>> Begin Records supplied
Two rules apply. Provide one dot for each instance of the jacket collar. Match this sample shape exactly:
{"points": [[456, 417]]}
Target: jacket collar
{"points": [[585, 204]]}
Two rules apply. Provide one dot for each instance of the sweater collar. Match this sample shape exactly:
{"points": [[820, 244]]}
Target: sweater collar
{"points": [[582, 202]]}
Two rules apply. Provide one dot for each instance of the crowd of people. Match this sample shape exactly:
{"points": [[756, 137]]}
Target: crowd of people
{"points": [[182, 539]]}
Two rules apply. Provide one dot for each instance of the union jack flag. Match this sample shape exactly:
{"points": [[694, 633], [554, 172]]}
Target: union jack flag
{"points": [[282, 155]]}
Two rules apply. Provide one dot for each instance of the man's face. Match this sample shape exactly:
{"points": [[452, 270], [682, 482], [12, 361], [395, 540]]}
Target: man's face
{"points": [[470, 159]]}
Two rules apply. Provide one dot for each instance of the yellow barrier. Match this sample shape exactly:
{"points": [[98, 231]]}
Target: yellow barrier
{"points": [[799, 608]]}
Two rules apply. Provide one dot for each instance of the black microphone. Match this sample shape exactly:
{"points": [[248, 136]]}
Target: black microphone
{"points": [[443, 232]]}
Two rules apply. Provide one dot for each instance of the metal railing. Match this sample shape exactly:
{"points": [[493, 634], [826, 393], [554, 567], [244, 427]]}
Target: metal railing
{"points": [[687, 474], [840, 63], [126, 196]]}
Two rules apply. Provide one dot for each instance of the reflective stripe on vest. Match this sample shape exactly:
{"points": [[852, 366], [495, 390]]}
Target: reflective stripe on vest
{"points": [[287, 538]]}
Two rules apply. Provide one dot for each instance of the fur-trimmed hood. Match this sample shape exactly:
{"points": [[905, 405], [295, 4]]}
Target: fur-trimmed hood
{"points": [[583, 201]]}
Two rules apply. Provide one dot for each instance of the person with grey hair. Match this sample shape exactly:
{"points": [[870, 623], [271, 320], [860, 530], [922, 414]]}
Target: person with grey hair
>> End Records supplied
Exercise task ▸ Reproduce every line of the items from the line containing "of the man's" through the end of the items, adding 146 to each coordinate in the answers. Leave the sample shapes and all other lines as they are.

Problem solution ▸
Two rules apply. Provide one dot for each instance of the man's face. Match this sample shape exactly:
{"points": [[452, 270], [682, 482], [12, 361], [395, 540]]}
Target: man's face
{"points": [[616, 305]]}
Two rules apply. Provide one dot for each instance of the yellow barrier. Match this sample shape exactly:
{"points": [[98, 231]]}
Target: yellow barrier
{"points": [[945, 754]]}
Two rules apply. Provide one dot for each instance of the black microphone. Match this sample shape exactly:
{"points": [[248, 136]]}
Target: black microphone
{"points": [[589, 378]]}
Two rules apply. Provide one dot for each instance of the metal railing. Match this sample shape exactly:
{"points": [[493, 634], [826, 393], [554, 567], [244, 427]]}
Target: metal railing
{"points": [[833, 620], [986, 209], [272, 342]]}
Two rules apply. Provide one dot for each instance of the reflective stripe on vest. Match this sample shape exactly:
{"points": [[852, 366], [495, 390]]}
Target: reflective stripe on vest
{"points": [[433, 684]]}
Two rules apply. Provide one dot for each instance of the fur-trimmed hood. Match this sample shape exactly:
{"points": [[905, 405], [295, 4]]}
Target: fur-trimmed hood
{"points": [[729, 347]]}
Two rules apply. Provide one dot for each instance of the person with grey hair. Match this sample shape exactly:
{"points": [[870, 623], [271, 320], [860, 530], [922, 414]]}
Target: person with grey hair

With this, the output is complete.